- [PROBLEM DESCRIPTION]:
Could you format the records as a numbered list, starting at their first line and ending at the line that contains "positive clicks: (241, 227)", with blank lines left out?

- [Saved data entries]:

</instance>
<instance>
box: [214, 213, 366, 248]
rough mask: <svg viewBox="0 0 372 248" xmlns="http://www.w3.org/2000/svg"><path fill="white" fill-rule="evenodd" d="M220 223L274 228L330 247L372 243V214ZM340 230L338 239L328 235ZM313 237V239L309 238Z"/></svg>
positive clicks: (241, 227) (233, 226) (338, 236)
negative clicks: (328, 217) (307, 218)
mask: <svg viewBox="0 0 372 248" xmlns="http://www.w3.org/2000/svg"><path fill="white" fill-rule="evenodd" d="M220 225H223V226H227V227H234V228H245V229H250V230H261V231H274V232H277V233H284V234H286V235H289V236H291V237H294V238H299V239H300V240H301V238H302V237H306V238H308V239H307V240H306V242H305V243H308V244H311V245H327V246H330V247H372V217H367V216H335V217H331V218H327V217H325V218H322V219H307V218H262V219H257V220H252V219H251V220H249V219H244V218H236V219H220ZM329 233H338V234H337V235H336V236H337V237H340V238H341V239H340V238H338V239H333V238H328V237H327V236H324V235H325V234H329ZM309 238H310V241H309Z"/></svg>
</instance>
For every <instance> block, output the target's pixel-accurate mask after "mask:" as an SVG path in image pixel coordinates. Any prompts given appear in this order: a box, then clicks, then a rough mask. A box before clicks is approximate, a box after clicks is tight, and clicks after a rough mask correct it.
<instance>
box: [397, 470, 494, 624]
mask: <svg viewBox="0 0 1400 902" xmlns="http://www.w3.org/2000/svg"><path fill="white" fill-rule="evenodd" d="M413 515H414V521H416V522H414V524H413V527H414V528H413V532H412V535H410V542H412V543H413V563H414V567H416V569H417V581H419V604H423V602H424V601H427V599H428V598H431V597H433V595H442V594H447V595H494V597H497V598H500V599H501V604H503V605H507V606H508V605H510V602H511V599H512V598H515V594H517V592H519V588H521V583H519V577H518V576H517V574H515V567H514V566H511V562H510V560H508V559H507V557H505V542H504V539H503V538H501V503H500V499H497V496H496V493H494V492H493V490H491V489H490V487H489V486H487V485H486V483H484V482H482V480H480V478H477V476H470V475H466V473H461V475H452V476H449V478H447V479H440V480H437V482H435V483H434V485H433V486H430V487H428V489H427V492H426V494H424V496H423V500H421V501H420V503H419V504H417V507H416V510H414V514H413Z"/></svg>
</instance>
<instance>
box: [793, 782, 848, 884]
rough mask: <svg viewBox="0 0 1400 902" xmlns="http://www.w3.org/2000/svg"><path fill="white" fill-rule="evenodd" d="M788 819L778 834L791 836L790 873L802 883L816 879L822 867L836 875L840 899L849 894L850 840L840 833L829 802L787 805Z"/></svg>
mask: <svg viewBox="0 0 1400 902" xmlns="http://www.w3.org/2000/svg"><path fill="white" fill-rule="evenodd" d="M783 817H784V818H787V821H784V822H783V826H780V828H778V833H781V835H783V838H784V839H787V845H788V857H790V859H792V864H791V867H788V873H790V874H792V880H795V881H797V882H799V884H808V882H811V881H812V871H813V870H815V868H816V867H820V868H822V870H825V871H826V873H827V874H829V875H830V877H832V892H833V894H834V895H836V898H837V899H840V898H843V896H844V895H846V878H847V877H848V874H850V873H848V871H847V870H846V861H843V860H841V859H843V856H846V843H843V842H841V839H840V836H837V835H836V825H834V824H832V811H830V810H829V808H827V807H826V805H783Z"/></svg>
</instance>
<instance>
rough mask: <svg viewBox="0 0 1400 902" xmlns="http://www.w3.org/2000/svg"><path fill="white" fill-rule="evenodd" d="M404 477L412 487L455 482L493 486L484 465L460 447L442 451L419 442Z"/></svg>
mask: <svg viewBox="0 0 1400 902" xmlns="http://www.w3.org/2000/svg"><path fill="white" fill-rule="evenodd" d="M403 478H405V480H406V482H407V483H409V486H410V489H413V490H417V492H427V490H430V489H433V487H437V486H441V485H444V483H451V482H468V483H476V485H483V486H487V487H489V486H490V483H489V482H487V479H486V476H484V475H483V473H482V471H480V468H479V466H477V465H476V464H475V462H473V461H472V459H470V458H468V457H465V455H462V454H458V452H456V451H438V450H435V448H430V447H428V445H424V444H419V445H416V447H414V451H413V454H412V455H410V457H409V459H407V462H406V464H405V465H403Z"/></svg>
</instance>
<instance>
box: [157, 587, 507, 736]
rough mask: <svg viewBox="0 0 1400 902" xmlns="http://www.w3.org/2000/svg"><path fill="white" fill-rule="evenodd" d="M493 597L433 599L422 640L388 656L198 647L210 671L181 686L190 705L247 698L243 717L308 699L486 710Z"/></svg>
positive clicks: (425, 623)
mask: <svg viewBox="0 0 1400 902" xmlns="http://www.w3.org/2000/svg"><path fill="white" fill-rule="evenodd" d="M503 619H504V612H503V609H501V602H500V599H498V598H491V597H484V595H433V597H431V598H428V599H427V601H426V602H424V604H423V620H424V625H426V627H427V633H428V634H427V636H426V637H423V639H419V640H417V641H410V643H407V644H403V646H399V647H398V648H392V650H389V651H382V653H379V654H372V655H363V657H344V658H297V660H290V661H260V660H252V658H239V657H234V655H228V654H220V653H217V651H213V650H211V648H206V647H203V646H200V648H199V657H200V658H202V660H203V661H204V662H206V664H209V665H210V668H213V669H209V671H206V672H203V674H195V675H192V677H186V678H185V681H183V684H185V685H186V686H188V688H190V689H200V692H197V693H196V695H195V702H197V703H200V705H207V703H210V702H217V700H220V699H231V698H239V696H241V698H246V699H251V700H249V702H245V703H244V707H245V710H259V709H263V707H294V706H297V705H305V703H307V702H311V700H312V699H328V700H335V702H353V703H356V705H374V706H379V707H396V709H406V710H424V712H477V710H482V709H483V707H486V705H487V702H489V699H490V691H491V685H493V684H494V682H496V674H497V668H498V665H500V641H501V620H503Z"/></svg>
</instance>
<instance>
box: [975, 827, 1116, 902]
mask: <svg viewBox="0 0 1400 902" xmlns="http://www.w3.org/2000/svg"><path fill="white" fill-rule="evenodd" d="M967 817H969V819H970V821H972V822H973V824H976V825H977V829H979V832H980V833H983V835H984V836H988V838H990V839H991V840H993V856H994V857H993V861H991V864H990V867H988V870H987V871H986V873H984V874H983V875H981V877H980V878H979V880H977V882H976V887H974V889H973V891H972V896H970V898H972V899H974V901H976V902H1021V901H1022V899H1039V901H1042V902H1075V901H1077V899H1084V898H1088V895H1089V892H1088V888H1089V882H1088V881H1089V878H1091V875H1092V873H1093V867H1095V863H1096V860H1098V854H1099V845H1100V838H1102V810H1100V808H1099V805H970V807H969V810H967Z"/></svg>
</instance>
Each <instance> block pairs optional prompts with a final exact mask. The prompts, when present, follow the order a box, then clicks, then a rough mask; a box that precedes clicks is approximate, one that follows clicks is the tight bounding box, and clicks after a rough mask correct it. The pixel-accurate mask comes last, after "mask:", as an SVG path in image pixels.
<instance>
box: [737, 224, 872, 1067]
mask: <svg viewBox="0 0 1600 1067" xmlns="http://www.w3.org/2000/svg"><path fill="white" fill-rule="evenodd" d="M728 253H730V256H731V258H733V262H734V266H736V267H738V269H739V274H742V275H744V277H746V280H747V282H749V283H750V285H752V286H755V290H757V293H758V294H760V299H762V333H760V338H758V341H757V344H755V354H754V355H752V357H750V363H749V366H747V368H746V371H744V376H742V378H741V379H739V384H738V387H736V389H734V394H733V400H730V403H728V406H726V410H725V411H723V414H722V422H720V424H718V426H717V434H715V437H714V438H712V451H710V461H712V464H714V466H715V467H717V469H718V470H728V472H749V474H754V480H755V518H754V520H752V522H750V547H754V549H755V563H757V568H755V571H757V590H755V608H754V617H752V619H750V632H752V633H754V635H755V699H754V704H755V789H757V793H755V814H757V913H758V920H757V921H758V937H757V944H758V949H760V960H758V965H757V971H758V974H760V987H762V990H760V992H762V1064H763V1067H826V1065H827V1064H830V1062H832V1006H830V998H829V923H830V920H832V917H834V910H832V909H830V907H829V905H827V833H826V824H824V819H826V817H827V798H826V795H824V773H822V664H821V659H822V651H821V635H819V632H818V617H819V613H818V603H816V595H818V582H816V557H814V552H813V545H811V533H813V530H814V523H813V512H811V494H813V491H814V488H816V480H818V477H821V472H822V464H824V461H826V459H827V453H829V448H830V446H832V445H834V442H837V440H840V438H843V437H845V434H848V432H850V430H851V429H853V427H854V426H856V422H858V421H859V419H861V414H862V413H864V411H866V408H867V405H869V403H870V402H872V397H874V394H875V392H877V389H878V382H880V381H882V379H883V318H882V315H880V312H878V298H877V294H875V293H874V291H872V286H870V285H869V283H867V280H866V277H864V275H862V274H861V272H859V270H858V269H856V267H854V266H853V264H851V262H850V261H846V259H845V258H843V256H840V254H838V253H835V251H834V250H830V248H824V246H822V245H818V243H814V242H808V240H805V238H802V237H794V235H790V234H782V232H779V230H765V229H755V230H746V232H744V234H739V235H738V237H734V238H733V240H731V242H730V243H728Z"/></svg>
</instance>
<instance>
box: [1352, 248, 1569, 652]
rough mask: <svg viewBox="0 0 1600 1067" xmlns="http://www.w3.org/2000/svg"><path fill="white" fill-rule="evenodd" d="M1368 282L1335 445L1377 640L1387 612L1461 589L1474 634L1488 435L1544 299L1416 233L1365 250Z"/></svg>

- [WRITTEN RESPONSE]:
1. </instance>
2. <instance>
3. box: [214, 213, 366, 248]
4. rough mask: <svg viewBox="0 0 372 248" xmlns="http://www.w3.org/2000/svg"><path fill="white" fill-rule="evenodd" d="M220 223L274 228L330 247L372 243V214ZM340 230L338 239L328 235ZM313 237V239L309 238Z"/></svg>
5. positive clicks: (241, 227) (233, 226) (338, 236)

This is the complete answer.